**Document source:**
● ● ● ● ●

Le plus souvent d'ailleurs elles s'entremêlent, comme l'écrit un critique contemporain à propos des Confessions : « Les Confessions n'ont pas seulement pour fonction d'être une justification et un témoignage : pour un Rousseau meurtri, elles sont [...] une consolation, une chanson qui berce la misère humaine.

» Si les raisons avouées de Rousseau sont effectivement la volonté de se justifier et d'apporter sur sa vie un témoignage sincère et si sa raison profonde est le désir d'une consolation, ces trois points appellent néanmoins quelques nuances et réserves. [I.

Une justification et un témoignage] [1.

Une justification] Rousseau a proclamé haut et fort que ses Confessions sont avant tout une réponse à un acte d'accusation.

Que de fois ne fait-il pas allusion à ses ennemis, qualifiés d'« implacables » dans l'Avertissement du manuscrit de Genève, et aux malheurs qui, par leur faute, accablent la fin de sa vie! Ses détracteurs, notamment Voltaire dans son pamphlet, Le Sentiment des citoyens, l'ayant « défiguré » en le peignant comme un méchant, Jean-Jacques veut absolument convaincre ses contemporains et plus encore la postérité qu'il avait le cœur pur et que sa vie n'était qu'innocence et vertu.

C'est pourquoi, avec une sincérité qu'il ne conçoit que totale, il va dévoiler ses actes et ses pensées, dérouler le récit exact de sa vie, dire « le bien et le mal avec la même franchise ».

Il confessera ses « crimes », tels le vol du ruban et l'accusation qu'il porta contre la servante Marion ou l'abandon de M.

Le Maître, son professeur de musique.

Ainsi le livre IV s'achève sur une protestation de sincérité identique à celle sur laquelle s'ouvrait le préambule : « en lui (au lecteur) détaillant avec simplicité tout ce que j'ai fait, tout ce que j'ai pensé, tout ce que j'ai senti, je ne puis l'induire en erreur ». [2.

Un témoignage] Pour Rousseau, la meilleure des justifications est en effet ce témoignage sur sa propre vie que l'autobiographie va dérouler de sa naissance jusqu'au moment où il écrit cet ouvrage (1765).

Ce récit de première main permet au lecteur de connaître les expériences de Jean-Jacques, ses sentiments et son caractère.

Comment le lecteur n'éprouverait-il pas de sympathie pour un jeune homme aux goûts simples, et ne reporterait-il pas sur l'adulte une sympathie d'autant plus méritée qu'elle s'adresse à un homme malheureux, persécuté, odieusement calomnié ? Une âme généreuse et tendre qui s'enflamme à la vue de l'arbitraire, un cœur fier, incapable de se plier à un joug et dans lequel l'expérience précoce de l'injustice a laissé une empreinte ineffaçable, voilà le portrait que Rousseau donne de lui-même.

● ● ● ● ●

**Extraits des données:**
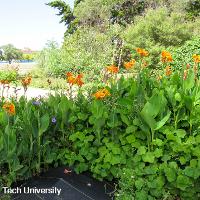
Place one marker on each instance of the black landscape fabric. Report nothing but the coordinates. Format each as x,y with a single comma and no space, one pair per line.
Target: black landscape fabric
55,184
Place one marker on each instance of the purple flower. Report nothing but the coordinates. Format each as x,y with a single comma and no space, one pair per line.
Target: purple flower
36,103
53,120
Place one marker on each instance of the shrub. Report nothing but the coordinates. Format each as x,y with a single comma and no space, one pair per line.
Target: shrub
183,55
156,31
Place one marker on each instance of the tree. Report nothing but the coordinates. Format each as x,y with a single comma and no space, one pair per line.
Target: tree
11,52
66,13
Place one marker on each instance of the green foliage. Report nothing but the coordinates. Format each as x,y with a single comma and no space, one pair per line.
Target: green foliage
86,51
183,55
8,75
10,53
193,9
158,30
49,59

● ● ● ● ●

**Exercices:**
a. Reproduisez le passage du texte sur les Confessions qui commence à « Une justification et un témoignage] » et se termine à « un acte d'accusation. », en remplaçant « acte d'accusation » par « réquisitoire ».
b. Dans le texte sur les Confessions, transformez en liste à puces le paragraphe qui commence par « Que de fois ne fait-il pas allusion » en conservant ses faits principaux.
c. Relevez tous les « crimes » que Rousseau confessera selon le texte sur les Confessions.

**Résultats des exercices:**
a.
Une justification et un témoignage] [1.

Une justification] Rousseau a proclamé haut et fort que ses Confessions sont avant tout une réponse à un réquisitoire.

b.
- Rousseau évoque souvent ses ennemis, qualifiés d'« implacables » dans l'Avertissement du manuscrit de Genève.
- Il évoque aussi les malheurs qui, par leur faute, accablent la fin de sa vie.
- Ses détracteurs, notamment Voltaire dans son pamphlet Le Sentiment des citoyens, l'ont « défiguré » en le peignant comme un méchant.
- Il veut convaincre ses contemporains, et plus encore la postérité, qu'il avait le cœur pur et que sa vie n'était qu'innocence et vertu.

c.
- le vol du ruban
- l'accusation qu'il porta contre la servante Marion
- l'abandon de M. Le Maître, son professeur de musique